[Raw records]
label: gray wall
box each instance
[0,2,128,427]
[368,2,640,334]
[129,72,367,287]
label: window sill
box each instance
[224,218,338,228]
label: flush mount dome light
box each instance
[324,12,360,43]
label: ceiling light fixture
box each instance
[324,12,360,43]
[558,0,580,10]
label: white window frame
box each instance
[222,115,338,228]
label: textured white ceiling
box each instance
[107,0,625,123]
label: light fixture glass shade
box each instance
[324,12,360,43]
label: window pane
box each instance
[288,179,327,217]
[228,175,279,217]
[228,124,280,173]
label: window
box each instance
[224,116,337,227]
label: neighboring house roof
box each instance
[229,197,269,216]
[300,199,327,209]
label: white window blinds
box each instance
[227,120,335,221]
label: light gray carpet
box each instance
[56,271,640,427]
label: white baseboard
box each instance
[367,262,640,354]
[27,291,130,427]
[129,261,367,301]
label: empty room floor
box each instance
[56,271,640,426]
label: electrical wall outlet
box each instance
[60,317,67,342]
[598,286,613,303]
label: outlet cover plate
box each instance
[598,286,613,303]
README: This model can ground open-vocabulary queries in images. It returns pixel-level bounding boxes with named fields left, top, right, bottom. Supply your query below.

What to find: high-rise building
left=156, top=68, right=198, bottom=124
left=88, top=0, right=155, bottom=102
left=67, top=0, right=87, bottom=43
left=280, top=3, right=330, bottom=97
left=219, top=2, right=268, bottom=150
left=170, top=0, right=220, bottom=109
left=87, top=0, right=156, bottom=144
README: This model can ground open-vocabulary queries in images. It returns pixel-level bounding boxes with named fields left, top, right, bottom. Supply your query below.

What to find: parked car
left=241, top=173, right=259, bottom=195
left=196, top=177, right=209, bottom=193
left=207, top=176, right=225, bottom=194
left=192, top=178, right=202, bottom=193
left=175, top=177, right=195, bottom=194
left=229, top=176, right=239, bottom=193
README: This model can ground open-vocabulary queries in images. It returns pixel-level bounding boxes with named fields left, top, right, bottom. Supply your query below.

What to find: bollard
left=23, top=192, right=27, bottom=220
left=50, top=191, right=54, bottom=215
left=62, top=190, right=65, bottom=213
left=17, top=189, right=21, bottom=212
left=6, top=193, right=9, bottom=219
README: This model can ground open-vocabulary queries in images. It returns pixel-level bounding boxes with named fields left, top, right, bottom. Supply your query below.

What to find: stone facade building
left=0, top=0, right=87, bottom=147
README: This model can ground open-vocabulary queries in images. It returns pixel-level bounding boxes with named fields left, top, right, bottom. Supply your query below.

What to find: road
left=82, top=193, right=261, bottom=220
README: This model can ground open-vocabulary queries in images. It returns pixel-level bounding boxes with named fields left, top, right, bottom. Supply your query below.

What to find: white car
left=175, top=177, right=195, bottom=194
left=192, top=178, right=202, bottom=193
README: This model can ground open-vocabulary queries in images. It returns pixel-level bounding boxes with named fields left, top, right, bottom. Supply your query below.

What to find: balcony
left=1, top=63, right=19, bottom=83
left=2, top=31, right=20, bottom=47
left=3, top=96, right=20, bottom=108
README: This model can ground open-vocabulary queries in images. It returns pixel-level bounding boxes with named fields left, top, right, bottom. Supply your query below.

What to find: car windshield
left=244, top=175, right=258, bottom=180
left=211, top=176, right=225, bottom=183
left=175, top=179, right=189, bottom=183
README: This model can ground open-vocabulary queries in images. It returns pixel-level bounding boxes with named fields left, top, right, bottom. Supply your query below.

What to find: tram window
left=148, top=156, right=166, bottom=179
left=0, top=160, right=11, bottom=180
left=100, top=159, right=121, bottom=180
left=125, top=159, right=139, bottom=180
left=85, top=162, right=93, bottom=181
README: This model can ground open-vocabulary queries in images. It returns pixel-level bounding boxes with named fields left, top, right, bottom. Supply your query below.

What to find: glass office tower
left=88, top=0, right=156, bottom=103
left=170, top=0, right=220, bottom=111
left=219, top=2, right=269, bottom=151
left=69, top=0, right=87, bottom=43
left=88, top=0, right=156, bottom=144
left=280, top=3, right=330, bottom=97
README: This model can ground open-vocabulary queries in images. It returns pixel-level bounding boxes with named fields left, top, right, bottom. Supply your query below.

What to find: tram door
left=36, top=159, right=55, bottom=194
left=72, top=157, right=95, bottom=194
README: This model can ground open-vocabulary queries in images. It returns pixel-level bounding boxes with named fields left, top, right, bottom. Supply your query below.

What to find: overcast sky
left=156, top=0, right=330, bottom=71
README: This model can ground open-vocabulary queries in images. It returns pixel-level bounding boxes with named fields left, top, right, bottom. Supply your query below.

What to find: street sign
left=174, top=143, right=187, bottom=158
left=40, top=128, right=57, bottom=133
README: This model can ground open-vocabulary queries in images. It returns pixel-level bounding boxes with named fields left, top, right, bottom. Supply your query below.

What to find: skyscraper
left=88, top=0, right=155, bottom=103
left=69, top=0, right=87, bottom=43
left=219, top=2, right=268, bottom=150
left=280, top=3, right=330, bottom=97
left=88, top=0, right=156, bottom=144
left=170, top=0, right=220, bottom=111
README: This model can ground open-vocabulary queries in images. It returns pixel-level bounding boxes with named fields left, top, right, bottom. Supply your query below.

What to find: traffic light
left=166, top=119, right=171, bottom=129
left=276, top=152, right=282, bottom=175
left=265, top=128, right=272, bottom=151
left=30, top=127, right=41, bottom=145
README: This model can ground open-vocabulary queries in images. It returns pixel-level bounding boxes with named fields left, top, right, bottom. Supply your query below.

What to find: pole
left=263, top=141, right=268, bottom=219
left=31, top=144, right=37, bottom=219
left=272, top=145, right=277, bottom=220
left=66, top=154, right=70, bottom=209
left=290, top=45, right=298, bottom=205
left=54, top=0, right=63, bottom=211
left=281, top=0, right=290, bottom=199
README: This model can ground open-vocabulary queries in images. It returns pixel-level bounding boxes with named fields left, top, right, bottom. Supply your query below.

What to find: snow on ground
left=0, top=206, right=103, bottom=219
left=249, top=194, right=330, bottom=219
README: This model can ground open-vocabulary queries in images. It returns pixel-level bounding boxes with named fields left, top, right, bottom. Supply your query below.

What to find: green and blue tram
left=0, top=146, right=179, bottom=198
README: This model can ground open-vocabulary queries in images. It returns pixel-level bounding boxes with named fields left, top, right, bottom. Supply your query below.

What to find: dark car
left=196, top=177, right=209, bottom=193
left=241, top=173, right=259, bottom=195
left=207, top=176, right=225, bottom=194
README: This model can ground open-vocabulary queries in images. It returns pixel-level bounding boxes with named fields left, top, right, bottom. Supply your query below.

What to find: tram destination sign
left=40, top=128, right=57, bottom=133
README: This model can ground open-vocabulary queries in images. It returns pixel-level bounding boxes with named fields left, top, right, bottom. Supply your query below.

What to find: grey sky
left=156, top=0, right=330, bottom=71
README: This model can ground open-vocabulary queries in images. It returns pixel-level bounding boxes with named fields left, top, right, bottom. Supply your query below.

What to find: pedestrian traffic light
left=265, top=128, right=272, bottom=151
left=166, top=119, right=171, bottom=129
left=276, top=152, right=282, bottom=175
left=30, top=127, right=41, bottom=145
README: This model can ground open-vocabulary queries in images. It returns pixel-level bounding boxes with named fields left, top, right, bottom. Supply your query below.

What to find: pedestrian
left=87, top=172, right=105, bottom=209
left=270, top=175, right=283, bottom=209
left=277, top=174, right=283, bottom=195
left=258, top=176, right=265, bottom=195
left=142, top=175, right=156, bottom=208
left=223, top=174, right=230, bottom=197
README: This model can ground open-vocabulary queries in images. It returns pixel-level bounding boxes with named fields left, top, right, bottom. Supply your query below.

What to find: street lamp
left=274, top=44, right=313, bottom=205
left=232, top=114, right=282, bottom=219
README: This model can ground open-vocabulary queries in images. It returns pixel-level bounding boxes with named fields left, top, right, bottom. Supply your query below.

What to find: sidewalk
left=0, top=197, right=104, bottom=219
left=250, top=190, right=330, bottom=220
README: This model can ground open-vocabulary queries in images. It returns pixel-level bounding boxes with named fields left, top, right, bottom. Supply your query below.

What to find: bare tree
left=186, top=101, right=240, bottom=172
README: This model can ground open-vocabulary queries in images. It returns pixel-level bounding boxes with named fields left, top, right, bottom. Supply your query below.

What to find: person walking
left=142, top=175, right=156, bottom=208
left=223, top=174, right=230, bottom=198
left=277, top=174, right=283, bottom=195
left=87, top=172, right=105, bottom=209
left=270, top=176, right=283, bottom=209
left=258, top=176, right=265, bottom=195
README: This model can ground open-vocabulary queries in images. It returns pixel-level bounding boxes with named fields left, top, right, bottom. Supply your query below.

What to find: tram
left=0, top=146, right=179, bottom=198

**Goal:** Please repeat the entries above word for word, from the line that contains "label: window pane" through the line that contains "left=6, top=193, right=9, bottom=219", including both of those lines.

**Final answer:**
label: window pane
box each instance
[288,179,327,217]
[228,175,279,217]
[228,124,280,173]
label: window
box each instance
[224,116,337,227]
label: neighboring house roof
box each instance
[229,197,269,216]
[300,199,327,209]
label: white window blinds
box each instance
[227,120,335,221]
label: light gray carpet
box each instance
[56,271,640,427]
label: white baseboard
box each instance
[367,262,640,354]
[27,291,130,427]
[129,261,367,301]
label: empty room floor
box each instance
[56,271,640,426]
label: electrical wall outlet
box each instance
[60,317,67,342]
[598,286,613,303]
label: outlet cover plate
box each instance
[598,286,613,303]
README: This model can ground open-vocabulary queries in images. It returns pixel-level bounding boxes with named fields left, top, right, bottom. Supply your query below.

What to find: high-rise building
left=156, top=68, right=198, bottom=124
left=88, top=0, right=155, bottom=102
left=67, top=0, right=87, bottom=43
left=280, top=3, right=330, bottom=97
left=219, top=2, right=268, bottom=150
left=170, top=0, right=220, bottom=109
left=87, top=0, right=156, bottom=144
README: This model can ground open-vocabulary queries in images. It returns pixel-level bounding boxes with named fields left, top, right, bottom. Supply your query below.

What to find: parked car
left=241, top=173, right=259, bottom=195
left=196, top=177, right=209, bottom=193
left=207, top=176, right=225, bottom=194
left=192, top=178, right=202, bottom=193
left=175, top=177, right=195, bottom=194
left=229, top=176, right=239, bottom=193
README: This model can ground open-vocabulary queries in images. It returns pixel-level bounding boxes with named fields left, top, right, bottom. Supply your query below.

What to find: bollard
left=23, top=192, right=27, bottom=220
left=50, top=191, right=54, bottom=215
left=62, top=190, right=65, bottom=213
left=17, top=189, right=21, bottom=212
left=6, top=193, right=9, bottom=219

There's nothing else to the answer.